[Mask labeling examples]
-----

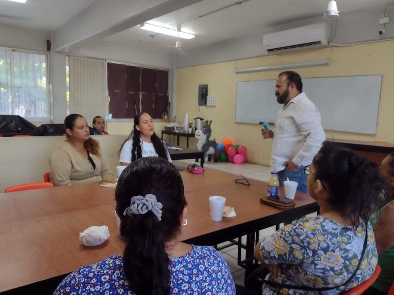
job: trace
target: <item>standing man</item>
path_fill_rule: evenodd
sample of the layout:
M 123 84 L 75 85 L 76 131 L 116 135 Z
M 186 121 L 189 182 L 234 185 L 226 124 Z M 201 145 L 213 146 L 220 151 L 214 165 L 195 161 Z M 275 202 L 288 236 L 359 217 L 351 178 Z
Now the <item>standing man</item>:
M 307 193 L 304 167 L 310 165 L 326 140 L 320 113 L 302 92 L 301 77 L 296 72 L 279 74 L 275 95 L 283 105 L 276 115 L 275 134 L 262 129 L 264 139 L 273 138 L 271 170 L 278 173 L 281 186 L 289 177 L 298 182 L 297 190 Z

-----

### WHAT IS ASKED
Reproduce the rows above with "standing man" replaced by "walking man" throughout and everything else unchanged. Omit the pictures.

### THE REPLY
job: trace
target: <item>walking man</item>
path_fill_rule: evenodd
sample of the layout:
M 123 84 L 75 85 L 76 131 L 116 135 Z
M 186 121 L 189 182 L 234 185 L 226 124 Z M 201 145 L 213 146 L 220 151 L 214 165 L 195 161 Z M 275 202 L 288 236 L 359 217 L 351 178 Z
Now the <item>walking man</item>:
M 307 193 L 304 167 L 310 165 L 326 140 L 320 113 L 302 92 L 301 77 L 296 72 L 279 74 L 275 95 L 283 105 L 276 115 L 275 134 L 262 129 L 264 139 L 273 138 L 271 170 L 278 173 L 281 186 L 289 177 L 298 182 L 297 190 Z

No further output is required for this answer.